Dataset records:
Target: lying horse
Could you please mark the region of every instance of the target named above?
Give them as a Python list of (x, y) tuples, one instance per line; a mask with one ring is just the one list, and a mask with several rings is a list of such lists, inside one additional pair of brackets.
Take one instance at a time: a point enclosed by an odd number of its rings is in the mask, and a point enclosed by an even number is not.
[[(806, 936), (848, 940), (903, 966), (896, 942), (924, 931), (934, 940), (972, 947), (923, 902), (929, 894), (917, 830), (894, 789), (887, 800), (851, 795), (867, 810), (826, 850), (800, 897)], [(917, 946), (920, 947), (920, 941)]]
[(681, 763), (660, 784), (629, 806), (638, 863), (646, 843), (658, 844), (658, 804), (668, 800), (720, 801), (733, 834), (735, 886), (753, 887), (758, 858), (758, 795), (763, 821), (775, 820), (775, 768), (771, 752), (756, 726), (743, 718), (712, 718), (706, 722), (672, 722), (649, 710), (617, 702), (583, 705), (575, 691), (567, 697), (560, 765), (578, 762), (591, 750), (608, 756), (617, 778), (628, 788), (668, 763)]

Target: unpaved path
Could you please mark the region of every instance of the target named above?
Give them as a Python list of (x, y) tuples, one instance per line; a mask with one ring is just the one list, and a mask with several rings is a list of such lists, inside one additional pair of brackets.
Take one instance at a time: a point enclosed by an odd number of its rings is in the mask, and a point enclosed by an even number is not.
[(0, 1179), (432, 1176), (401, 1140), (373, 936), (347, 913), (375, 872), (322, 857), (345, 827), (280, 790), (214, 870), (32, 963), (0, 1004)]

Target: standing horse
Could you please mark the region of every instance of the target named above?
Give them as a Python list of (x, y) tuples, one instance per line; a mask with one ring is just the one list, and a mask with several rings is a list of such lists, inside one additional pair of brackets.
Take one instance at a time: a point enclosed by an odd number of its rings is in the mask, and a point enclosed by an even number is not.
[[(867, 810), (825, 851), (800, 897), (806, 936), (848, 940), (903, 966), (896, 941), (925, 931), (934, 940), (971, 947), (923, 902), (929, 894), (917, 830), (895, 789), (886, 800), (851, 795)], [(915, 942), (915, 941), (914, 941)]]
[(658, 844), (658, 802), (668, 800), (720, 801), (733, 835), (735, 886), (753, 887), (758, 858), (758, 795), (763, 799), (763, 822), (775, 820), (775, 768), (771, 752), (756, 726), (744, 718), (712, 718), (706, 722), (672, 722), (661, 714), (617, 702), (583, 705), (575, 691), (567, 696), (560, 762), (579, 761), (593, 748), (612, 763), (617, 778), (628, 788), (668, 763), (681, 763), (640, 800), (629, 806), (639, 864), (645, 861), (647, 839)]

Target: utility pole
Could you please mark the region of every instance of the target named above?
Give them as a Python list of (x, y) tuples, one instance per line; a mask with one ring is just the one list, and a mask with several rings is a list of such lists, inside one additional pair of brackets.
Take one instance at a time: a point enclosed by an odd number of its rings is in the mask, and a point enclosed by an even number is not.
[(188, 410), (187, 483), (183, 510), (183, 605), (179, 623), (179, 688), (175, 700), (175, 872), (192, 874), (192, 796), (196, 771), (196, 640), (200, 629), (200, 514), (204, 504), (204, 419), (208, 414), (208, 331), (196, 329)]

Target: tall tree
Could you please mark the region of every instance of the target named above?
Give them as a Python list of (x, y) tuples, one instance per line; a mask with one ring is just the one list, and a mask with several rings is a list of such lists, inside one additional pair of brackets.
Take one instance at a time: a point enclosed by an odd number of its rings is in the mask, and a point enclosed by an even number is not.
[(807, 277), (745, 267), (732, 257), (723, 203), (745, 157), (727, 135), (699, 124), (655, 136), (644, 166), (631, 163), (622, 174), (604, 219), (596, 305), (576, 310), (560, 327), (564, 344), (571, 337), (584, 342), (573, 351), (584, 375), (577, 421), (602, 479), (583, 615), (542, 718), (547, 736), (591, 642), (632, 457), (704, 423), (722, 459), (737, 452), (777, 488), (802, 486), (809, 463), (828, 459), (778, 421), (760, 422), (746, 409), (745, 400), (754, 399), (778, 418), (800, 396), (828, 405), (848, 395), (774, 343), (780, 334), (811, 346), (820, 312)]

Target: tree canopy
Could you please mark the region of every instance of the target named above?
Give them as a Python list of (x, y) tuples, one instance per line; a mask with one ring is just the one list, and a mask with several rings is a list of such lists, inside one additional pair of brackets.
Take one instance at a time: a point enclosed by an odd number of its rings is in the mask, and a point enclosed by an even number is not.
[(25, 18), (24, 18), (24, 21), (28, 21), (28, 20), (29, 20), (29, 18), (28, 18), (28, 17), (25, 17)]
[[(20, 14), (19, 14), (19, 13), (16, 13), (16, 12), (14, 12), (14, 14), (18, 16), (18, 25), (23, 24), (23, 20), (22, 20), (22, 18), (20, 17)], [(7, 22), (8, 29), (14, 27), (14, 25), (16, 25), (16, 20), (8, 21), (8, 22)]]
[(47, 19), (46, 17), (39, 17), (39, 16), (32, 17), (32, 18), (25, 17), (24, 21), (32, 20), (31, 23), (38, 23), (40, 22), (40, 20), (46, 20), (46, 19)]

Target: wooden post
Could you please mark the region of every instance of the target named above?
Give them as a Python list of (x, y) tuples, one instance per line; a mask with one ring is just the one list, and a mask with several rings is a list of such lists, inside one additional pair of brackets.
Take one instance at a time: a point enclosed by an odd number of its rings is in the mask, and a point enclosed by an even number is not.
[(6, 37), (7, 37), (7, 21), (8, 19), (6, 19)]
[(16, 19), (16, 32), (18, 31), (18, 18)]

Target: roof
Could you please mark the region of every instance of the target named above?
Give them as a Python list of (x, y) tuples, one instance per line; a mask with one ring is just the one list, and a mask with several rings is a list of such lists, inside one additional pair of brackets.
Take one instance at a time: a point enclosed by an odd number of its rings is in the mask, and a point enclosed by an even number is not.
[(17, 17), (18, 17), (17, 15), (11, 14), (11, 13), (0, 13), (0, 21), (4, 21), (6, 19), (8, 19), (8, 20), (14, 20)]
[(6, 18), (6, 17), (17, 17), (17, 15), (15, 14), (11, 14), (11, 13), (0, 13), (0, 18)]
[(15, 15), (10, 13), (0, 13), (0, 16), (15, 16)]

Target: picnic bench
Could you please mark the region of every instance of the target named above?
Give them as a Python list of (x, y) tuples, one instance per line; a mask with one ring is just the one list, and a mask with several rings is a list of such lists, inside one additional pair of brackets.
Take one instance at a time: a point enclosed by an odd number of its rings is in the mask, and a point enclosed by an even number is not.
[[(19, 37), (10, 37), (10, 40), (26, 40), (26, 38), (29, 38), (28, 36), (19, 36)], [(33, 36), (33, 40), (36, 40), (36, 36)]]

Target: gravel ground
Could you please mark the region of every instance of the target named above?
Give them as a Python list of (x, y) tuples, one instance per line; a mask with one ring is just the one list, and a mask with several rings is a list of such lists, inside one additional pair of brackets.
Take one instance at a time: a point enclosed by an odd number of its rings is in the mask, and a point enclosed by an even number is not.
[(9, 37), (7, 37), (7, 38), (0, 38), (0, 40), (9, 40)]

# Assignment
Could you please repeat the data exactly as given?

# Task result
Target: lying horse
Could you please mark the region of every instance of the target named above?
Give them as a Python list of (x, y) tuples, one instance per line; a mask with one ring is just the one list, and a mask with several rings is a list of such lists, inside one additional pair of brackets.
Take one instance at a time: a point enclosed by an odd number of its rings is in the mask, and a point enclosed by an even number is not.
[[(806, 936), (848, 940), (903, 966), (896, 942), (924, 931), (934, 940), (972, 947), (923, 902), (929, 894), (917, 830), (894, 789), (887, 800), (851, 795), (867, 810), (826, 850), (800, 897)], [(917, 946), (920, 947), (920, 941)]]
[(681, 763), (660, 784), (629, 806), (638, 863), (646, 843), (658, 844), (658, 804), (668, 800), (720, 801), (733, 834), (735, 886), (753, 887), (758, 858), (758, 795), (763, 821), (775, 820), (775, 768), (771, 752), (756, 726), (743, 718), (712, 718), (706, 722), (672, 722), (649, 710), (617, 702), (583, 705), (575, 691), (567, 697), (560, 765), (578, 762), (591, 750), (608, 756), (617, 778), (628, 788), (668, 763)]

Target: unpaved path
Could you please mark the region of every instance of the target named above?
Give them as a Python list of (x, y) tuples, one instance per line; a mask with one ring is just the one list, and a mask with several rings is a list of such lists, inside one additional pair of brackets.
Take one instance at a time: a point enclosed by an odd number of its rings is in the mask, and a point enclosed by an even number is not.
[(0, 1179), (432, 1176), (401, 1140), (373, 936), (347, 913), (375, 872), (322, 857), (345, 827), (280, 790), (214, 870), (32, 963), (0, 1004)]

Target: standing horse
Could you please mark the region of every instance of the target named above?
Give them as a Python list of (x, y) tuples, one instance per line; a mask with one ring is just the one list, and a mask with several rings is a list of such lists, inside one additional pair of brackets.
Take one instance at a time: a point enclosed by an odd number of its rings is in the mask, and a point enclosed by an even number is not.
[[(867, 810), (825, 851), (800, 897), (806, 936), (848, 940), (903, 966), (896, 941), (925, 931), (934, 940), (971, 947), (923, 902), (929, 894), (917, 830), (895, 789), (886, 800), (851, 795)], [(915, 942), (915, 941), (914, 941)]]
[(658, 844), (658, 802), (668, 800), (720, 801), (733, 835), (735, 886), (753, 887), (758, 858), (758, 795), (763, 799), (763, 822), (775, 820), (775, 768), (771, 752), (756, 726), (744, 718), (712, 718), (706, 722), (672, 722), (661, 714), (617, 702), (583, 705), (575, 691), (567, 696), (560, 762), (579, 761), (593, 748), (612, 763), (617, 778), (628, 788), (668, 763), (681, 763), (640, 800), (629, 806), (639, 864), (645, 861), (647, 839)]

Target: utility pole
Could you please mark the region of every instance of the target named above?
Give them as a Python list of (x, y) tuples, one instance per line; a mask with one ring is just the one list, and a mask with several rings is a list of such lists, inside one additional pair of brackets.
Take one instance at a time: a point enclosed by an odd number of its rings is in the mask, and a point enclosed by an even number is not.
[(188, 410), (187, 483), (183, 510), (183, 605), (179, 623), (179, 688), (175, 700), (175, 872), (192, 874), (192, 796), (196, 771), (196, 640), (200, 629), (200, 514), (204, 504), (204, 419), (208, 414), (208, 331), (196, 329)]

Target: tall tree
Could you please mark the region of every instance of the target named above?
Give them as a Python list of (x, y) tuples, one instance per line; a mask with one ring is just the one list, and a mask with several rings is a list of such lists, inside one additional pair of brackets.
Take one instance at a time: a point enclosed by an odd number of its rings is in the mask, and a point enclosed by an even number is not.
[(807, 277), (745, 267), (732, 257), (723, 203), (745, 157), (727, 135), (699, 124), (655, 136), (644, 166), (631, 163), (622, 174), (604, 219), (596, 305), (576, 310), (560, 327), (564, 344), (571, 337), (584, 342), (573, 351), (584, 375), (577, 421), (602, 479), (583, 615), (542, 718), (547, 736), (591, 642), (632, 457), (704, 423), (722, 459), (737, 452), (777, 488), (802, 486), (809, 463), (828, 459), (778, 421), (760, 422), (746, 409), (745, 400), (754, 399), (778, 418), (800, 396), (828, 405), (848, 395), (774, 343), (780, 334), (811, 346), (820, 312)]

Target: tree canopy
Could you please mark the region of every instance of the target named above?
Give them as a Python list of (x, y) tuples, one instance per line; a mask with one ring is just the one list, and a mask with several rings is a list of such lists, inside one additional pair of brackets.
Take one instance at a time: a point enclosed by an odd number of its rings is in the mask, and a point enclosed by an even number is not.
[(25, 18), (24, 18), (24, 21), (28, 21), (28, 20), (29, 20), (29, 18), (28, 18), (28, 17), (25, 17)]
[[(20, 14), (19, 14), (19, 13), (16, 13), (16, 12), (14, 12), (14, 14), (18, 16), (18, 25), (23, 24), (23, 20), (22, 20), (22, 18), (20, 17)], [(7, 22), (8, 29), (14, 27), (14, 25), (16, 25), (16, 20), (8, 21), (8, 22)]]
[(47, 19), (46, 17), (39, 17), (39, 16), (32, 17), (32, 18), (25, 17), (24, 21), (32, 20), (31, 23), (38, 23), (40, 22), (40, 20), (46, 20), (46, 19)]

Target: wooden post
Could you please mark the region of every instance of the target named above?
Give them as a Python list of (x, y) tuples, one instance per line; a mask with one ring is just the one list, and a mask with several rings is a list of such lists, inside one additional pair of brackets.
Take one instance at a time: a point enclosed by an odd number of its rings is in the mask, and a point enclosed by an even number is not.
[(6, 37), (7, 37), (7, 21), (8, 19), (6, 19)]
[(16, 19), (16, 32), (18, 31), (18, 18)]

Target: roof
Could you please mark the region of every instance of the target named above?
Give them as a Python list of (x, y) tuples, one instance per line; a mask with one ring is just the one list, and a mask with several rings is a list of such lists, inside one additional pair of brackets.
Take one instance at a time: a point enclosed by an odd number of its rings is in the mask, and a point enclosed by an even number is not.
[(17, 17), (18, 17), (17, 15), (11, 14), (11, 13), (0, 13), (0, 21), (4, 21), (6, 19), (8, 19), (8, 20), (14, 20)]
[(6, 18), (6, 17), (17, 17), (17, 15), (15, 14), (11, 14), (11, 13), (0, 13), (0, 18)]
[(15, 15), (10, 13), (0, 13), (0, 16), (15, 16)]

Target: picnic bench
Could you please mark the region of every instance of the target named above?
Give them as a Python list of (x, y) tuples, one instance per line; a mask with one ring is just the one list, and a mask with several rings is a list of such lists, inside one additional pair of brackets.
Take one instance at a time: a point enclosed by an odd number of its rings is in the mask, and a point enclosed by an even number is not.
[[(19, 37), (10, 37), (10, 40), (26, 40), (26, 38), (29, 38), (28, 36), (19, 36)], [(33, 36), (33, 40), (36, 40), (36, 36)]]

Target: gravel ground
Could you please mark the region of every instance of the target named above?
Give them as a Python list of (x, y) tuples, one instance per line; a mask with one ring is just the one list, and a mask with several rings is a list of such lists, inside one additional pair of brackets.
Take one instance at a time: a point enclosed by an odd number of its rings is in the mask, and a point enclosed by an even number is not.
[(9, 37), (7, 37), (7, 38), (0, 38), (0, 40), (9, 40)]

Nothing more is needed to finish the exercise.